_Task directions_: Word for word, output the data that follows.

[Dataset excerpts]
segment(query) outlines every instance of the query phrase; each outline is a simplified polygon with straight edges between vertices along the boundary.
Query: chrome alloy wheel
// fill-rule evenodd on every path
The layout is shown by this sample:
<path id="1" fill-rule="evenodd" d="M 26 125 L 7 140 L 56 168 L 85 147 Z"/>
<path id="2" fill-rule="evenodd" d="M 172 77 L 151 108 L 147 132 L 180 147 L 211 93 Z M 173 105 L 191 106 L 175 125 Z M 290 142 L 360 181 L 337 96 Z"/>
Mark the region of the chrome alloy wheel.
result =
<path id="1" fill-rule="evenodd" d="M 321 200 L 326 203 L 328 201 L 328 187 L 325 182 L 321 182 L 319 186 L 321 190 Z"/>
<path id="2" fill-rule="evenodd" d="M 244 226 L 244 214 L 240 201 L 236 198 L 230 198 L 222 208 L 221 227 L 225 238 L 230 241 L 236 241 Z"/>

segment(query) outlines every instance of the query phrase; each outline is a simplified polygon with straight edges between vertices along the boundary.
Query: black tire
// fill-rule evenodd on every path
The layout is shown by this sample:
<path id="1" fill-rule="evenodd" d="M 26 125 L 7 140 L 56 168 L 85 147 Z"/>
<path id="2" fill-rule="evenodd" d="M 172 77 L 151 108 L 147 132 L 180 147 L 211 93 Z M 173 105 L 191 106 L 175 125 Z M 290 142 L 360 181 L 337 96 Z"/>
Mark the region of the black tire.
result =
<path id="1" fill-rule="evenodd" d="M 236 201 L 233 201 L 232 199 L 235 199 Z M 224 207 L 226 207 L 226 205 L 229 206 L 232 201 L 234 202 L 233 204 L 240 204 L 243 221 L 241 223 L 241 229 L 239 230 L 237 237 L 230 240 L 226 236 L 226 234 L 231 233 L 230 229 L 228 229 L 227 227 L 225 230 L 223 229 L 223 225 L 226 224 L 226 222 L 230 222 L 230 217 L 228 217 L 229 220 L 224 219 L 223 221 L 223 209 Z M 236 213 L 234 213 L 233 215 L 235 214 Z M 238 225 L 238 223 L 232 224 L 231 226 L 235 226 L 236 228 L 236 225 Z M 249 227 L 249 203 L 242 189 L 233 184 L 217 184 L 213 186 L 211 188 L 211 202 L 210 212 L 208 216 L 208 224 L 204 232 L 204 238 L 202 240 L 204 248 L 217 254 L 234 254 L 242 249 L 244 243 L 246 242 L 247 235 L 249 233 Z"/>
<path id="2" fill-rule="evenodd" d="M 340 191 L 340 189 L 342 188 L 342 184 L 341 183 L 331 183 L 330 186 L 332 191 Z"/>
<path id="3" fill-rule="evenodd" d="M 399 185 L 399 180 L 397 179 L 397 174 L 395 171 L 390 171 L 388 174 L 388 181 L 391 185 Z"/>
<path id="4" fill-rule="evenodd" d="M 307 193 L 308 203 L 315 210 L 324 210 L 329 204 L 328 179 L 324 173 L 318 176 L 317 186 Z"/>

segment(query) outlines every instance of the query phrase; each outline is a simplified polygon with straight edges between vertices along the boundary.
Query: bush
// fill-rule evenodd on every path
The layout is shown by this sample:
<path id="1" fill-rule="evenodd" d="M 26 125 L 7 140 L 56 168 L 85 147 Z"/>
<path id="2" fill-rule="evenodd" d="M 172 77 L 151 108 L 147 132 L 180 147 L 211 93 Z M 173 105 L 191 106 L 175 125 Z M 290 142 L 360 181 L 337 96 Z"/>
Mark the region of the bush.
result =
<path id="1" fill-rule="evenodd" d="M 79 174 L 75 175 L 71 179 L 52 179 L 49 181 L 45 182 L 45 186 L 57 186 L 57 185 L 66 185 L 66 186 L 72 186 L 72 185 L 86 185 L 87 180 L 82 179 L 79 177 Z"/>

_Result of this task_:
segment(query) outlines every instance of the query phrase; each outline is a simplified polygon with straight edges between vertices along the boundary.
Query: chrome alloy wheel
// fill-rule evenodd on every path
The layout is shown by this sample:
<path id="1" fill-rule="evenodd" d="M 26 125 L 7 140 L 56 168 L 85 147 Z"/>
<path id="2" fill-rule="evenodd" d="M 172 77 L 151 108 L 147 132 L 180 147 L 211 93 Z M 173 105 L 191 106 L 175 125 Z M 290 142 L 360 181 L 337 96 Z"/>
Mark the region of the chrome alloy wheel.
result =
<path id="1" fill-rule="evenodd" d="M 321 200 L 326 203 L 328 201 L 328 187 L 325 182 L 321 182 L 319 186 L 321 190 Z"/>
<path id="2" fill-rule="evenodd" d="M 244 226 L 244 214 L 240 201 L 236 198 L 230 198 L 222 208 L 221 227 L 225 238 L 230 241 L 236 241 Z"/>

segment(query) outlines every instance of the query phrase; each outline is a simplified polygon with straight edges between vertices along the boundary.
Query: black tire
// fill-rule evenodd on every path
The layout is shown by this sample:
<path id="1" fill-rule="evenodd" d="M 26 125 L 7 140 L 56 168 L 85 147 Z"/>
<path id="2" fill-rule="evenodd" d="M 172 77 L 151 108 L 147 132 L 180 147 L 211 93 Z M 173 105 L 191 106 L 175 125 Z M 290 142 L 360 181 L 337 96 Z"/>
Mark the region of the black tire.
result =
<path id="1" fill-rule="evenodd" d="M 236 201 L 233 201 L 232 199 L 235 199 Z M 224 207 L 226 207 L 226 205 L 229 206 L 232 201 L 234 202 L 233 204 L 240 204 L 243 221 L 241 223 L 241 229 L 239 230 L 237 237 L 230 240 L 226 236 L 226 234 L 231 233 L 230 229 L 228 229 L 227 227 L 225 230 L 223 229 L 223 225 L 226 224 L 226 222 L 230 222 L 230 217 L 228 217 L 229 220 L 224 219 L 223 221 L 223 209 Z M 236 213 L 234 213 L 233 215 L 235 214 Z M 238 225 L 238 223 L 232 224 L 231 226 L 235 226 L 236 228 L 236 225 Z M 249 227 L 249 203 L 242 189 L 233 184 L 217 184 L 213 186 L 211 188 L 211 202 L 210 212 L 208 216 L 208 224 L 204 232 L 204 238 L 202 240 L 204 248 L 217 254 L 234 254 L 242 249 L 244 243 L 246 242 L 247 235 L 249 233 Z"/>
<path id="2" fill-rule="evenodd" d="M 340 191 L 340 189 L 342 188 L 342 184 L 341 183 L 331 183 L 330 186 L 332 191 Z"/>
<path id="3" fill-rule="evenodd" d="M 399 185 L 399 180 L 397 179 L 397 174 L 395 171 L 390 171 L 388 174 L 388 181 L 391 185 Z"/>
<path id="4" fill-rule="evenodd" d="M 307 193 L 308 203 L 315 210 L 324 210 L 329 204 L 328 179 L 324 173 L 318 176 L 317 186 Z"/>

segment(query) outlines every instance of the query phrase; each outline is a simplified polygon with straight edges between vertices along the boundary.
Query: bush
// fill-rule evenodd on every path
The layout is shown by this sample:
<path id="1" fill-rule="evenodd" d="M 26 125 L 7 140 L 56 168 L 85 147 Z"/>
<path id="2" fill-rule="evenodd" d="M 172 77 L 151 108 L 147 132 L 180 147 L 211 93 Z M 173 105 L 191 106 L 175 125 Z M 290 142 L 360 181 L 337 96 Z"/>
Mark the region of the bush.
result =
<path id="1" fill-rule="evenodd" d="M 79 174 L 75 175 L 71 179 L 52 179 L 49 181 L 45 182 L 45 186 L 57 186 L 57 185 L 66 185 L 66 186 L 72 186 L 72 185 L 86 185 L 87 180 L 82 179 L 79 177 Z"/>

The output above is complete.